------ EXCERPTED TEXT

Watching Elizabeth Reynolds softly smile as her birthday party attendees greeted her Monday, it would seem that the party organizers were wrong about her age. She looked far younger than 103 years old, and her mind is still sharp as a tack.
You’d also be hard pressed to believe the petite-framed woman with perfect, snow white, coifed hair had also been a rough and tumble baseball — not softball — player and spent her entire life farming and ranching. The years and the work seemed to agree with her.
Reynolds’ nephew, Billy Clark, grinned broadly as a worker from Denison Nursing and Rehabilitation wheeled his only aunt into the room for her party. Her longtime hairstylist had just finished her eye-catching hair for the party.
“Every since I can remember, there were two things she was going to do during the week. One of them was go to church and the other was getting her hair fixed. Everything else may have been kind of up in the air, but those two things were going to happen regardless,” Clark said.
Reynolds was born in the Pink Hill community west of Bells, the daughter of Mack and Nell Ford. She was one of just two daughters born to the couple. Like all farming and ranching community members, Reynolds helped, milking cows, feeding the chickens, turkeys and pigs, and working in the cotton and corn fields.
“I like everything but the hogs. I hated feeding the hogs,” Reynolds said. “And you’d pour water in on them and they’d sling it all over you. … The day I was born was the first day cold enough that year to kill the hogs and so that was the one time my mother didn’t have to help them.”
Reynolds first attended the school in Pink Hill that went up to ninth grade. She then transferred to Sherman where she graduated. Before going to Sherman, she played for two years on a winning girls’ baseball team. Her nickname all through elementary and junior high was “Tin Lizzie” because she loved Model T Ford cars and her name was Elizabeth.

------------
------ EXTRACTED ENTRIES

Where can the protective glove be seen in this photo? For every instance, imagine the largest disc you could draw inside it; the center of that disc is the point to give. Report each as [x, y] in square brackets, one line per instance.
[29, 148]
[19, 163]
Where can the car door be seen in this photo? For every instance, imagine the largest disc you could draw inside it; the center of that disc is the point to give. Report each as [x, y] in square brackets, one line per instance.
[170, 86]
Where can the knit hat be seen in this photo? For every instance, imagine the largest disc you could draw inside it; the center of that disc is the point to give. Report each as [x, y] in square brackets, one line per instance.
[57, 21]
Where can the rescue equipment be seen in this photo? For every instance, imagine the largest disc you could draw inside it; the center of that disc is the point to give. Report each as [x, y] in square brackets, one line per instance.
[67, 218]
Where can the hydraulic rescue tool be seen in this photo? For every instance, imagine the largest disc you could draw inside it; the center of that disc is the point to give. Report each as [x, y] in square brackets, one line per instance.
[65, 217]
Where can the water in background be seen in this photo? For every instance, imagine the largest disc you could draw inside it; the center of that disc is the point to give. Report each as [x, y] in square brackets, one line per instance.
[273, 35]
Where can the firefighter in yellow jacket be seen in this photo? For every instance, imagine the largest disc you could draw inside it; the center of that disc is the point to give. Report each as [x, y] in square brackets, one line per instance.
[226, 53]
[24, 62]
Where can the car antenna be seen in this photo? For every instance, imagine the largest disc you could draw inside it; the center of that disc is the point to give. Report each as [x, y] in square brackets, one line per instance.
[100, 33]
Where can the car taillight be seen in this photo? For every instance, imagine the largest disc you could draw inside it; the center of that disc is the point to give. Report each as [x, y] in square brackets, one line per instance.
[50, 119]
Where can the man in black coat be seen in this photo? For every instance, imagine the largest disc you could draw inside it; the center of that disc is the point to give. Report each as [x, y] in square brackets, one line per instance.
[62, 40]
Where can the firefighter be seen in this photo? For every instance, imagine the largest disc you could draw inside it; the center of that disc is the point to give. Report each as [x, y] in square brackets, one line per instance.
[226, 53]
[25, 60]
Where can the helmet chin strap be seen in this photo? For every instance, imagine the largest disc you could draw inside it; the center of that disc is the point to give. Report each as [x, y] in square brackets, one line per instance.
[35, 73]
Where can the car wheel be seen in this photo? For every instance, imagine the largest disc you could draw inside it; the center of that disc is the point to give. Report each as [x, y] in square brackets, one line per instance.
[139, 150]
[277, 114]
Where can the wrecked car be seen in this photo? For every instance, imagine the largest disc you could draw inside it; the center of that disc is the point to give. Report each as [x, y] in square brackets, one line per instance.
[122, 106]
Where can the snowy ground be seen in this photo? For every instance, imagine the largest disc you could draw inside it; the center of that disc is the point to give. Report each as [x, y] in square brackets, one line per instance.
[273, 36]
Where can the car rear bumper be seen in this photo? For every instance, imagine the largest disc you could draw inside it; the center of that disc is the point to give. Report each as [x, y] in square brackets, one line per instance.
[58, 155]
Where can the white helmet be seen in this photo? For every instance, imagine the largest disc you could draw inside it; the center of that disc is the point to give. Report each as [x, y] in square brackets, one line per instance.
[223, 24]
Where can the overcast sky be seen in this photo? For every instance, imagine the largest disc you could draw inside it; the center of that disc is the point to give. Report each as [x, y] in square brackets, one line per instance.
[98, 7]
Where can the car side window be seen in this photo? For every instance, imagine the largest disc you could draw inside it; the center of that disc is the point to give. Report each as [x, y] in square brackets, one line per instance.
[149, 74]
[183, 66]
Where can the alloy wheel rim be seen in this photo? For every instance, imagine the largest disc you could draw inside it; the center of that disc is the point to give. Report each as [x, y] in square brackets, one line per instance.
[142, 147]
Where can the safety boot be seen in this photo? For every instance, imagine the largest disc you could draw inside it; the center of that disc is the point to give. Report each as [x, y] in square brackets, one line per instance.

------------

WHAT TO DO
Transcribe the full article about Elizabeth Reynolds word for word. The data above has no connection to the article about Elizabeth Reynolds.

RESPONSE TO THE EXERCISE
Watching Elizabeth Reynolds softly smile as her birthday party attendees greeted her Monday, it would seem that the party organizers were wrong about her age. She looked far younger than 103 years old, and her mind is still sharp as a tack.
You’d also be hard pressed to believe the petite-framed woman with perfect, snow white, coifed hair had also been a rough and tumble baseball — not softball — player and spent her entire life farming and ranching. The years and the work seemed to agree with her.
Reynolds’ nephew, Billy Clark, grinned broadly as a worker from Denison Nursing and Rehabilitation wheeled his only aunt into the room for her party. Her longtime hairstylist had just finished her eye-catching hair for the party.
“Every since I can remember, there were two things she was going to do during the week. One of them was go to church and the other was getting her hair fixed. Everything else may have been kind of up in the air, but those two things were going to happen regardless,” Clark said.
Reynolds was born in the Pink Hill community west of Bells, the daughter of Mack and Nell Ford. She was one of just two daughters born to the couple. Like all farming and ranching community members, Reynolds helped, milking cows, feeding the chickens, turkeys and pigs, and working in the cotton and corn fields.
“I like everything but the hogs. I hated feeding the hogs,” Reynolds said. “And you’d pour water in on them and they’d sling it all over you. … The day I was born was the first day cold enough that year to kill the hogs and so that was the one time my mother didn’t have to help them.”
Reynolds first attended the school in Pink Hill that went up to ninth grade. She then transferred to Sherman where she graduated. Before going to Sherman, she played for two years on a winning girls’ baseball team. Her nickname all through elementary and junior high was “Tin Lizzie” because she loved Model T Ford cars and her name was Elizabeth.